■ WHAT TO WORK ON
- a) Translate this sentence from the Frank Joseph Hayden biography into French: "He retired from McMaster in 1988."
- b) In the Frank Joseph Hayden biography, substitute "staff" for "faculty" and write out the stretch from "Personal life" through "McMaster in 1988.".

■ PAGE EXCERPT
* start *
Frank Joseph Hayden,  is a retired physical education/kinesiology professor and pioneer of the Special Olympics from Oakville, Ontario.

Personal life 
Hayden was born in Windsor, Ontario and lives in Burlington. He completed his Bachelor of Arts (BA) at the University of Western Ontario in 1955, and a Master of Science (MS) in 1958 and Doctor of Philosophy (PhD) in 1962 at the University of Illinois at Urbana–Champaign. Hayden joined the faculty of the University of Western Ontario in 1964, then became director of the School of Physical Education and Athletics at McMaster University in 1975. He retired from McMaster in 1988.
* end *
■ INFORMATION GIVEN
* start *
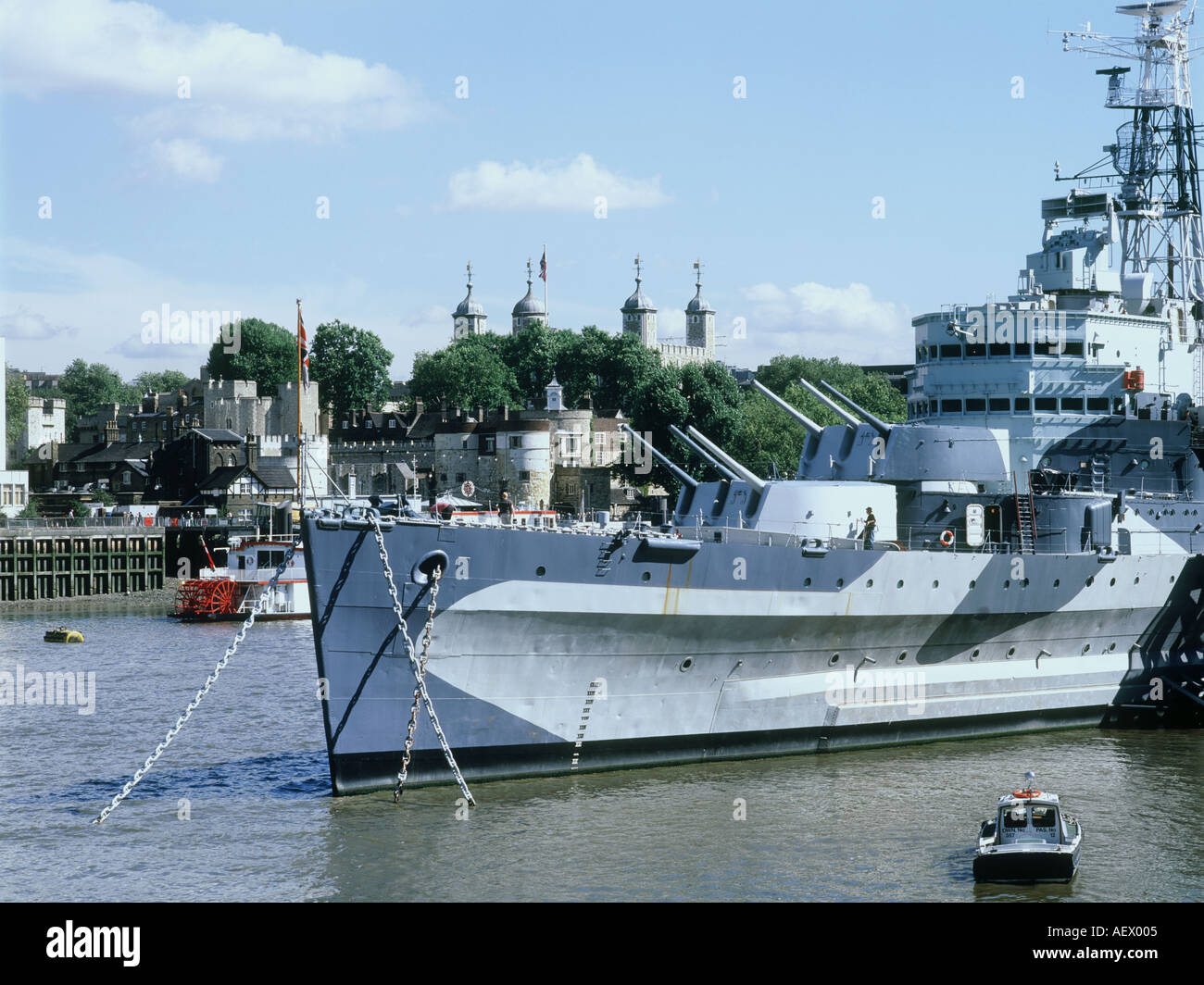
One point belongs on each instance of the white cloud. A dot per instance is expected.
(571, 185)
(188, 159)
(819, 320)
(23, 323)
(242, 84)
* end *
* start *
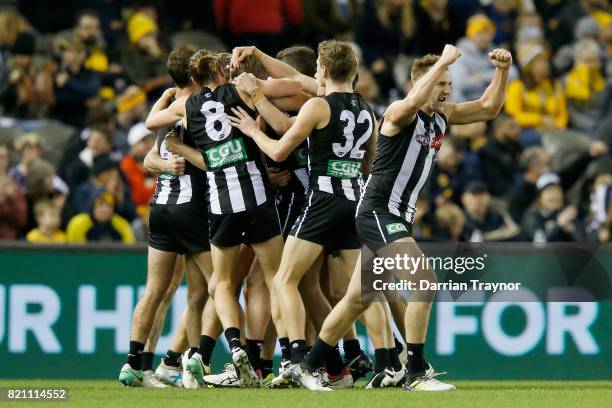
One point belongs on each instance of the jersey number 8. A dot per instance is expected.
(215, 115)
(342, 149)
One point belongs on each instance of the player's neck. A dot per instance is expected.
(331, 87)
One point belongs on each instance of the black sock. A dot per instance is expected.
* end *
■ TASK-BY-TASK RESULTS
- a) Il a pris sa retraite de McMaster en 1988.

- b)
Personal life 
Hayden was born in Windsor, Ontario and lives in Burlington. He completed his Bachelor of Arts (BA) at the University of Western Ontario in 1955, and a Master of Science (MS) in 1958 and Doctor of Philosophy (PhD) in 1962 at the University of Illinois at Urbana–Champaign. Hayden joined the staff of the University of Western Ontario in 1964, then became director of the School of Physical Education and Athletics at McMaster University in 1975. He retired from McMaster in 1988.